**Work to complete**
Gather every line of the records that contains the word "stone", paying attention to case.

Coordinate labeling data
● ● ● ● ● ● ●
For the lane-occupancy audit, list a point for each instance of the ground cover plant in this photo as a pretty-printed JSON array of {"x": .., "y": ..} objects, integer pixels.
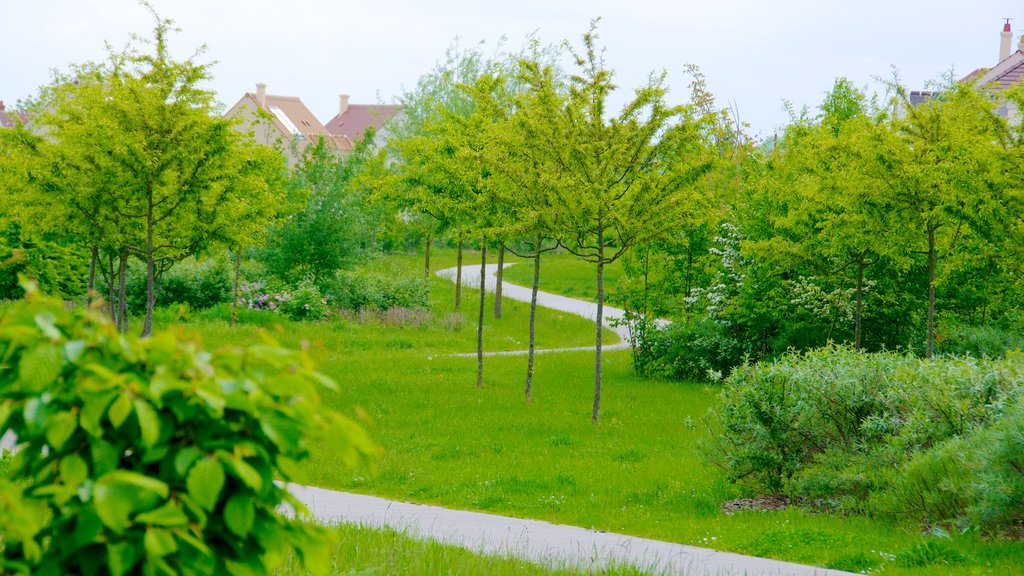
[
  {"x": 640, "y": 471},
  {"x": 358, "y": 549}
]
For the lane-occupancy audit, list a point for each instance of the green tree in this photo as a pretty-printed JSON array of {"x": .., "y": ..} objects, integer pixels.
[{"x": 625, "y": 178}]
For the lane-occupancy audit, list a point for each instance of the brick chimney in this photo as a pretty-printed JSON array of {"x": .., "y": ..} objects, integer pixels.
[
  {"x": 1005, "y": 39},
  {"x": 261, "y": 94}
]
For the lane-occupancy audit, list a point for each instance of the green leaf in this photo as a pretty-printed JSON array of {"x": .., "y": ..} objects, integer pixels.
[
  {"x": 119, "y": 410},
  {"x": 239, "y": 515},
  {"x": 6, "y": 409},
  {"x": 148, "y": 422},
  {"x": 74, "y": 470},
  {"x": 121, "y": 558},
  {"x": 35, "y": 415},
  {"x": 40, "y": 367},
  {"x": 205, "y": 482},
  {"x": 168, "y": 515},
  {"x": 59, "y": 427},
  {"x": 184, "y": 459},
  {"x": 93, "y": 408},
  {"x": 159, "y": 542},
  {"x": 74, "y": 350},
  {"x": 246, "y": 474},
  {"x": 250, "y": 568}
]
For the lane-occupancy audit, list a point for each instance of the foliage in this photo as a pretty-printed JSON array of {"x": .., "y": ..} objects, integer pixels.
[
  {"x": 835, "y": 423},
  {"x": 305, "y": 302},
  {"x": 152, "y": 456},
  {"x": 696, "y": 350},
  {"x": 378, "y": 290},
  {"x": 334, "y": 224}
]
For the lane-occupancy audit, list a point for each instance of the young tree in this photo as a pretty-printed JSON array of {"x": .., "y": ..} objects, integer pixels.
[{"x": 626, "y": 178}]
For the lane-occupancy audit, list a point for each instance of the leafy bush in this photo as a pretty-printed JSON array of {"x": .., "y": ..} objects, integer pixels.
[
  {"x": 954, "y": 338},
  {"x": 305, "y": 302},
  {"x": 364, "y": 289},
  {"x": 694, "y": 350},
  {"x": 150, "y": 456},
  {"x": 837, "y": 413},
  {"x": 200, "y": 284}
]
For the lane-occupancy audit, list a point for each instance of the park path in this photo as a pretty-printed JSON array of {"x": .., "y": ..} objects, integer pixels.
[{"x": 471, "y": 279}]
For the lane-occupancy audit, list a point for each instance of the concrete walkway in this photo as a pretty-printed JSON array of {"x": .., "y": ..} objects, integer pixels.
[
  {"x": 471, "y": 279},
  {"x": 550, "y": 544}
]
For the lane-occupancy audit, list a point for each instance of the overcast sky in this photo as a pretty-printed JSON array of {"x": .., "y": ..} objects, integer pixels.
[{"x": 755, "y": 53}]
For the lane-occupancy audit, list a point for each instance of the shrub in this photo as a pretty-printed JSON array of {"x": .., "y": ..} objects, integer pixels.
[
  {"x": 853, "y": 417},
  {"x": 954, "y": 338},
  {"x": 150, "y": 456},
  {"x": 689, "y": 350},
  {"x": 200, "y": 284},
  {"x": 363, "y": 289},
  {"x": 305, "y": 302}
]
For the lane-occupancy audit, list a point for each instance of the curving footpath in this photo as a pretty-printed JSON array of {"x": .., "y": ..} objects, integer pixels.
[
  {"x": 551, "y": 544},
  {"x": 471, "y": 279}
]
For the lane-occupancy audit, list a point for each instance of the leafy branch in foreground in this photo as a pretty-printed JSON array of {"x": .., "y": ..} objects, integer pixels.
[{"x": 151, "y": 456}]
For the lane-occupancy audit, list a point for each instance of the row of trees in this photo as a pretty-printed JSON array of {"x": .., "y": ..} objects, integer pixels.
[
  {"x": 862, "y": 222},
  {"x": 521, "y": 156}
]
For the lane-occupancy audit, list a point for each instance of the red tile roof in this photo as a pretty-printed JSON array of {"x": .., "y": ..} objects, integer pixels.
[{"x": 354, "y": 121}]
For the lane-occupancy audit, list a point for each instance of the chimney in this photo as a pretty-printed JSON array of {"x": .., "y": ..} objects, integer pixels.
[
  {"x": 261, "y": 94},
  {"x": 1005, "y": 39}
]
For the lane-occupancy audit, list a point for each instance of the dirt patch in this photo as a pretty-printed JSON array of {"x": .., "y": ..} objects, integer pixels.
[{"x": 776, "y": 502}]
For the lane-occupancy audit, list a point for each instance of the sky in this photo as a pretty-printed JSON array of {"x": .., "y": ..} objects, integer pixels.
[{"x": 756, "y": 54}]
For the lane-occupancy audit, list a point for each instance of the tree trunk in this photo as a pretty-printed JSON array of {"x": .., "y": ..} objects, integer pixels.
[
  {"x": 151, "y": 281},
  {"x": 598, "y": 320},
  {"x": 111, "y": 287},
  {"x": 532, "y": 322},
  {"x": 426, "y": 255},
  {"x": 122, "y": 312},
  {"x": 479, "y": 319},
  {"x": 235, "y": 291},
  {"x": 859, "y": 314},
  {"x": 498, "y": 285},
  {"x": 458, "y": 276},
  {"x": 931, "y": 292},
  {"x": 93, "y": 256}
]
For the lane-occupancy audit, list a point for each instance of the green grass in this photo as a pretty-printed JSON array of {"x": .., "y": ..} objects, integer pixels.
[
  {"x": 639, "y": 471},
  {"x": 566, "y": 275},
  {"x": 372, "y": 550}
]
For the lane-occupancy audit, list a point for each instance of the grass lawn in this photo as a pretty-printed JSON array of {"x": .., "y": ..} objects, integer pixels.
[
  {"x": 565, "y": 274},
  {"x": 639, "y": 471}
]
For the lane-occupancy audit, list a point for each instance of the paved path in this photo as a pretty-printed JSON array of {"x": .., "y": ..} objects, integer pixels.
[
  {"x": 551, "y": 544},
  {"x": 471, "y": 279}
]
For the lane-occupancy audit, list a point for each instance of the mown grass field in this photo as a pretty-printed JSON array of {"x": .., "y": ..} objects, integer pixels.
[{"x": 640, "y": 471}]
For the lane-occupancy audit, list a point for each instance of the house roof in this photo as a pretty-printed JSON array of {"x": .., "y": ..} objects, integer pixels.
[
  {"x": 7, "y": 119},
  {"x": 352, "y": 123}
]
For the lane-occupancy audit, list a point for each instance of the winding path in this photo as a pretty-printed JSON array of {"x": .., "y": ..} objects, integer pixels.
[{"x": 544, "y": 542}]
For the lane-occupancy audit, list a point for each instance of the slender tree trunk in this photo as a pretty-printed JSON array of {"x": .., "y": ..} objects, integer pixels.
[
  {"x": 598, "y": 320},
  {"x": 458, "y": 276},
  {"x": 122, "y": 314},
  {"x": 235, "y": 291},
  {"x": 93, "y": 256},
  {"x": 111, "y": 288},
  {"x": 151, "y": 273},
  {"x": 859, "y": 314},
  {"x": 931, "y": 292},
  {"x": 426, "y": 255},
  {"x": 479, "y": 319},
  {"x": 498, "y": 285},
  {"x": 532, "y": 321}
]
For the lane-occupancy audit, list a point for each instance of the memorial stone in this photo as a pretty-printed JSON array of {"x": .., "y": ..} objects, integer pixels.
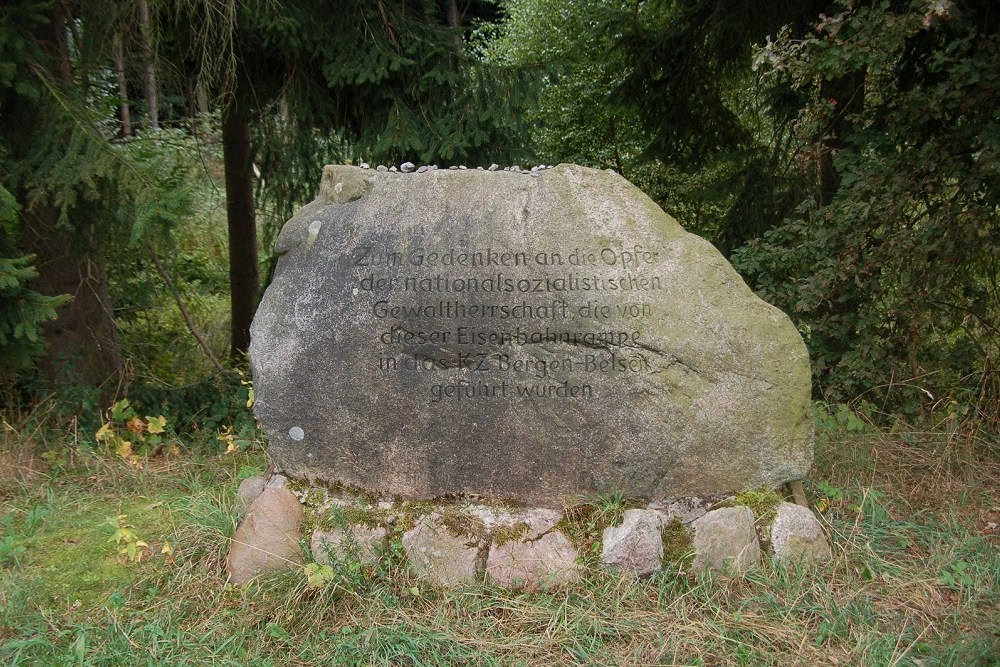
● ● ● ● ● ● ●
**Reply**
For the lane-occupancy audit, list a point for each instance of the memorial stone in this photo as a pretty-printed JSON array of {"x": .., "y": ..} objects, integer pixels.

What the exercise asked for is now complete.